Text provided:
** START **

House Considers Important Illegal Fishing and Wildlife Trade Bills

The United States must step up to reverse the biodiversity crisis, and in so doing, protect humans’ very existence.

Credit:

Yu Feng, a Taiwanese-flagged fishing vessel suspected of illegal fishing activity, August 17, 2009

Petty Officer 1st Class Shawn Eggert/ U.S. Navy

In an answer to the biodiversity and climate crises, the House Natural Resources Committee (HNRC) will take up 16 bills on Thursday aimed at helping reverse these disasters.

The hearing will include bills that address the global issues of wildlife trade and illegal fishing, both of which have huge impacts on our planet’s species, undermine our resilience to climate change, and are connected to transnational crime, including human trafficking. Indeed, direct exploitation of species, including wildlife, is the second-largest driver of terrestrial species loss. And illegal fishing practices are linked to depleted fish populations, bycatch of vulnerable species, and damage to marine habitats and ecosystems, not to mention the associated forced labor practices. By taking up bills that address these issues, the House Natural Resources Committee is pushing the United States to step up to reverse the biodiversity crisis, and in so doing, protect humans’ very existence.

** END **

What to work on:
1) In the article on the House fishing and wildlife trade bills, how many bills will the House Natural Resources Committee take up on Thursday?
2) Write the next part of the article on the House fishing and wildlife trade bills, picking up after its last sentence.
The data after this point is separate from the article on the House fishing and wildlife trade bills.

Stored rows:
** START **

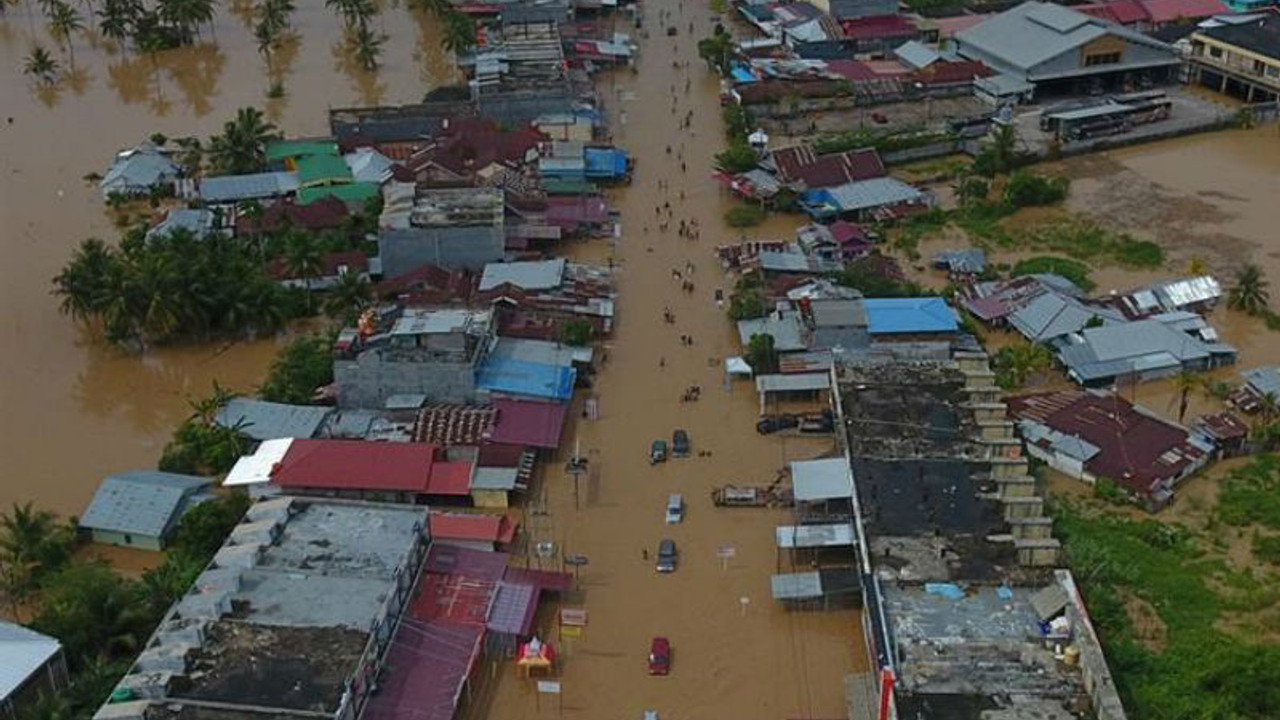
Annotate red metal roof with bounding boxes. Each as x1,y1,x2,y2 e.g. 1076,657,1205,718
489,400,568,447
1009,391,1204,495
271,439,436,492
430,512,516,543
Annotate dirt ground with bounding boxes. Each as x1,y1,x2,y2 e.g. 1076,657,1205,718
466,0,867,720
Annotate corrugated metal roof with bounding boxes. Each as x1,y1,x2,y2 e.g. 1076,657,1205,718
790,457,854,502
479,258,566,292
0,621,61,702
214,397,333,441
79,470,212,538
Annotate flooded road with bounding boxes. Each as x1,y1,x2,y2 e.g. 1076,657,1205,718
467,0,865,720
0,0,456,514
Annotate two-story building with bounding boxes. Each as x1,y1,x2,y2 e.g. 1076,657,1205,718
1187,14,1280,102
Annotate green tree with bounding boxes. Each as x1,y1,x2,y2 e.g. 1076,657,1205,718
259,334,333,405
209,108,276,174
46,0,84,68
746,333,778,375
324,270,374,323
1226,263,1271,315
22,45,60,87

** END **
** START **

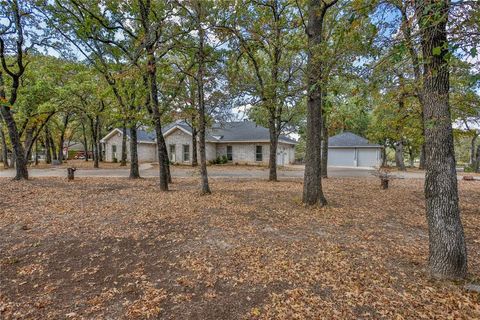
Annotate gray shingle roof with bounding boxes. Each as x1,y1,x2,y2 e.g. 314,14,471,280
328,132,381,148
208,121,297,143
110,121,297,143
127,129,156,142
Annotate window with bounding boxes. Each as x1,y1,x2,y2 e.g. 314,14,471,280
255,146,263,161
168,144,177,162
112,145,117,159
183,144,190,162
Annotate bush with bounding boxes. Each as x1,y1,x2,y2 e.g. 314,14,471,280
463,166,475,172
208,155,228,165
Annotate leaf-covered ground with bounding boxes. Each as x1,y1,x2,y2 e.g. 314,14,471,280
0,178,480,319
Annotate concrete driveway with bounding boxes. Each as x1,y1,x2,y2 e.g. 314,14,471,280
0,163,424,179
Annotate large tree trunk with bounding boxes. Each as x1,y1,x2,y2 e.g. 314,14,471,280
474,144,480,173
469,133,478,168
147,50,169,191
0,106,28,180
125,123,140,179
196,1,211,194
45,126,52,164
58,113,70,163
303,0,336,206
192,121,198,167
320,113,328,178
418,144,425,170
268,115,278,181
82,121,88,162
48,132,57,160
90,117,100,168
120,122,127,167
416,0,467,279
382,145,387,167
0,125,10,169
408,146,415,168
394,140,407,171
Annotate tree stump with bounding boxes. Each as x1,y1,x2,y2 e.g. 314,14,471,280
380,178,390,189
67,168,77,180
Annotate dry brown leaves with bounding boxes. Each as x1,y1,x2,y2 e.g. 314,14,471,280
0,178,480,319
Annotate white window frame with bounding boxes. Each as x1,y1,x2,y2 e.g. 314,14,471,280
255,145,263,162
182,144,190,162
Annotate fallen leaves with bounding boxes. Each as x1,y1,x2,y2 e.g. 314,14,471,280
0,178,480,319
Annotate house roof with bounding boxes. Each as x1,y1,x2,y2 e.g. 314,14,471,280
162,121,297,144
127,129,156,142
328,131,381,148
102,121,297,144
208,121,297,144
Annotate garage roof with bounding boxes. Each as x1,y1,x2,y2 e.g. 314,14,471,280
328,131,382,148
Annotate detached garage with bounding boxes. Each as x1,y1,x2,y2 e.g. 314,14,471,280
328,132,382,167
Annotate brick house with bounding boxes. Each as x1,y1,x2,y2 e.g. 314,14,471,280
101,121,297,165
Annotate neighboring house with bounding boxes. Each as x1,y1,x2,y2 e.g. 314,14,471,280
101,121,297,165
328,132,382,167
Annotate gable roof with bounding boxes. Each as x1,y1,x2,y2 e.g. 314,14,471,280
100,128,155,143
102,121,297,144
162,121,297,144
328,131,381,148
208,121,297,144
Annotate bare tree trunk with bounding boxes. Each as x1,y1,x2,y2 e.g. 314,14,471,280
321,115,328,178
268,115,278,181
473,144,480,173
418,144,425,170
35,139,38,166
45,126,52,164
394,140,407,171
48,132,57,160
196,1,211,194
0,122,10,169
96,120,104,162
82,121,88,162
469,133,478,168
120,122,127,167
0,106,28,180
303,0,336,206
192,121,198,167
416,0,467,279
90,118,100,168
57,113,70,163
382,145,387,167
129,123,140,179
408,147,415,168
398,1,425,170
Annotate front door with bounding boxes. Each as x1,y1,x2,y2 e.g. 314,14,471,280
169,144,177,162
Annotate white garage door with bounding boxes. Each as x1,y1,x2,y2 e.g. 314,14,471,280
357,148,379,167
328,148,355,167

** END **
** START **

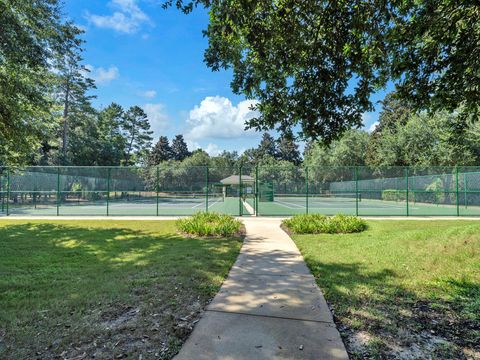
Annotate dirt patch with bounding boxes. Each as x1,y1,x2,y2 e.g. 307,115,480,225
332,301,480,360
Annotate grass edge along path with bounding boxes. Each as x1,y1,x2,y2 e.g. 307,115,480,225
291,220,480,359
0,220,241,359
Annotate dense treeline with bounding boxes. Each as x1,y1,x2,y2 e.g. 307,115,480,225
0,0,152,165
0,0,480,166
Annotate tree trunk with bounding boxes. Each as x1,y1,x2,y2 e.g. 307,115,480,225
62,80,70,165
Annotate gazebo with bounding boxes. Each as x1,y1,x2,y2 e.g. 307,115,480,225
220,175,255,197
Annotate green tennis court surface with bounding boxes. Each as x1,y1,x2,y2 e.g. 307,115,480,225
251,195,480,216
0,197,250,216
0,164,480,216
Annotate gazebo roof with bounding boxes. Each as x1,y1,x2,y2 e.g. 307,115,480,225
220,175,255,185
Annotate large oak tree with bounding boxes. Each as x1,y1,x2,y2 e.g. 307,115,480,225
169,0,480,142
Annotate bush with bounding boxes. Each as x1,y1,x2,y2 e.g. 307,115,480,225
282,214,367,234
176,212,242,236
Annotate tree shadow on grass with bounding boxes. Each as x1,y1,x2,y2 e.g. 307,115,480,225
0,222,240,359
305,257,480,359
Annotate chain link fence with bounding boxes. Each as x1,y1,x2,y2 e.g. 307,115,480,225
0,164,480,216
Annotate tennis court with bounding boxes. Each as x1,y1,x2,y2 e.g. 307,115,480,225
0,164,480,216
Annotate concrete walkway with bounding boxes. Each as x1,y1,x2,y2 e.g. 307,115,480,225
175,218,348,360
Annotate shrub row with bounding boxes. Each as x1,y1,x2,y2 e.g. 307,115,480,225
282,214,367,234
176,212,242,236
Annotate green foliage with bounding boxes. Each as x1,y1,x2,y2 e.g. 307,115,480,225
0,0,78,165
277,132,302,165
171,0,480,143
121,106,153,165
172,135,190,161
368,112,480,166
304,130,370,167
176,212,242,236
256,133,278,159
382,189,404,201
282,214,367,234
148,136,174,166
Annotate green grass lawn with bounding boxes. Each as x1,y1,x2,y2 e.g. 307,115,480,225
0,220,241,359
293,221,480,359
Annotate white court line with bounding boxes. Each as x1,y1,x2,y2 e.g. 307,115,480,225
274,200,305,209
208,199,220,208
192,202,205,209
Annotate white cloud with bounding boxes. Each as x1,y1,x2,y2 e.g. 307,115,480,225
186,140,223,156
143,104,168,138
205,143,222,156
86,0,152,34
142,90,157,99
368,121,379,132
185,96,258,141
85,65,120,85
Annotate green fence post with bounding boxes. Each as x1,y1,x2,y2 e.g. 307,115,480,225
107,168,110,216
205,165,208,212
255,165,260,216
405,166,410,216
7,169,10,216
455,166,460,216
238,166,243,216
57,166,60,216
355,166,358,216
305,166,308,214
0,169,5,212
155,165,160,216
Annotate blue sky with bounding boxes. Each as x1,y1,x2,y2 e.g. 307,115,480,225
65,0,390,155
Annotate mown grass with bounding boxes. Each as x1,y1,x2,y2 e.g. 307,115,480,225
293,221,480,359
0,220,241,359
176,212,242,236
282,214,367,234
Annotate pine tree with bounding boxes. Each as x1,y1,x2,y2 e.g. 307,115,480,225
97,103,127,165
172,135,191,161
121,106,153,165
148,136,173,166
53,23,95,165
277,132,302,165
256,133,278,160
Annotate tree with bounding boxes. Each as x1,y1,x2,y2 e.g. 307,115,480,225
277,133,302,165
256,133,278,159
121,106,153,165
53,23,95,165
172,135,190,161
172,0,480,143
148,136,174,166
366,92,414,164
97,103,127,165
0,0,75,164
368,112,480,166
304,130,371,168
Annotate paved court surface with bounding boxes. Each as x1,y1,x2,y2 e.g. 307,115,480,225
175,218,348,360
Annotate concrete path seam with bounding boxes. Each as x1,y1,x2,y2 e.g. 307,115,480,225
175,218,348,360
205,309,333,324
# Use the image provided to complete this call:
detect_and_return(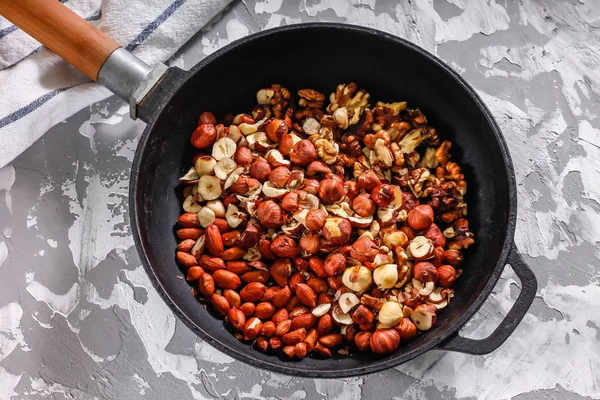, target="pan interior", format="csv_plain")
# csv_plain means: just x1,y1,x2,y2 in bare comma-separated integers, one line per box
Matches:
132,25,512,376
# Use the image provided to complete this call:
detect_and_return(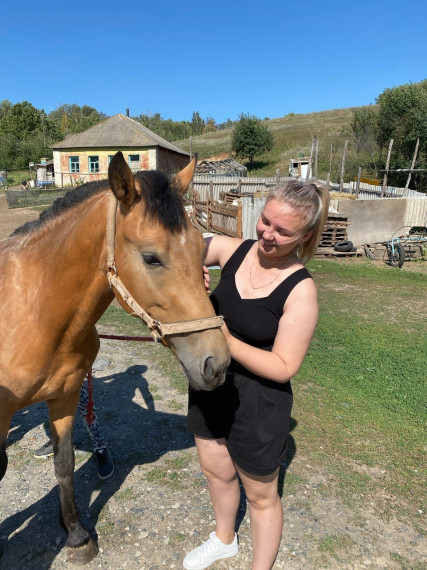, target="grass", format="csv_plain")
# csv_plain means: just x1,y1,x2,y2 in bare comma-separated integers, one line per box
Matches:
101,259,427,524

** END **

Written responses:
1) 16 bills.

2)
 

Let’s Start with Illegal Fishing

To truly ensure fishing is sustainable and that marine ecosystems are healthy into the future, we must stop illegal fishing, also known as illegal, unreported, and unregulated (IUU) fishing. Roughly one-third of the global seafood harvest comes from IUU fishing practices, making managing fisheries sustainably impossible. That’s because illegal fishing operations do not follow fisheries management practices and laws, thus driving overfishing. Illegal fishing has a darker human side—forced labor and human trafficking are common practices in the seafood industry, and IUU vessels are more likely to exploit their crews. If we are to tackle the ocean’s biodiversity and climate crises, stopping IUU fishing must be a part of the conversation.

Unsustainable fishing is the primary driver of biodiversity loss in the ocean over the past 50 years. For the billions of people who rely on the oceans for food, scientists emphasize the critical importance of stopping IUU fishing and of enforcement of the natural resource laws that are already on the books.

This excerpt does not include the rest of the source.